▶ **BRIEF**:
Please report every line in the items below that contains the word "drop", copying each of those lines in full. Case counts.

**** DATA EXCERPTS ****

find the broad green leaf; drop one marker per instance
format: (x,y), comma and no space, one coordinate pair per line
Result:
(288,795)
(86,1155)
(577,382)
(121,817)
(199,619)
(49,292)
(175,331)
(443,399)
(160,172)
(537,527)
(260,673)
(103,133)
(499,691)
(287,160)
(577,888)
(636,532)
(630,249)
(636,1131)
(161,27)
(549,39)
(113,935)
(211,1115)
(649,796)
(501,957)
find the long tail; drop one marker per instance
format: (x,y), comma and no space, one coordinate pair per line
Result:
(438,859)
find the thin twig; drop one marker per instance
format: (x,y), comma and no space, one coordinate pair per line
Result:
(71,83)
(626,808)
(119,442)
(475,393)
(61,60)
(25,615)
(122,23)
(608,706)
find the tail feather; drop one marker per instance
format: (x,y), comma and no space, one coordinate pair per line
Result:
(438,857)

****
**** DATA EXCERPTS ****

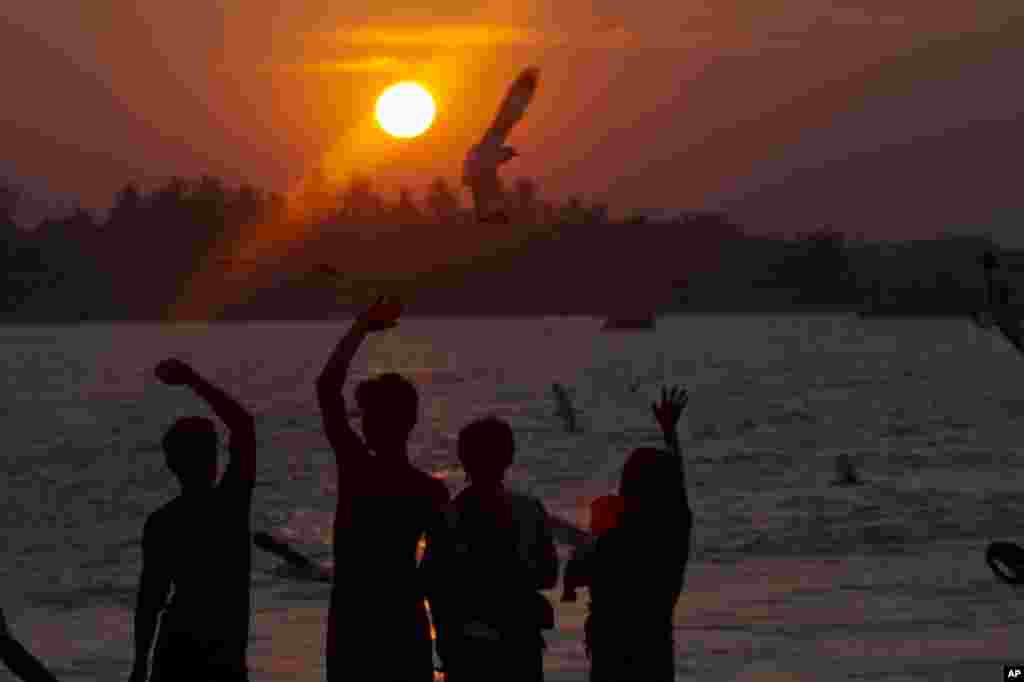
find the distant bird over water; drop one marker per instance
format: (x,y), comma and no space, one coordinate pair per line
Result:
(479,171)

****

▶ **SOLUTION BELOW**:
find the broad green leaf; drop one marker per instance
find the long tail; drop one marker per instance
find the thin twig; drop one marker per instance
find the tail feather; drop one marker per instance
find the distant bird over water; drop one marker per instance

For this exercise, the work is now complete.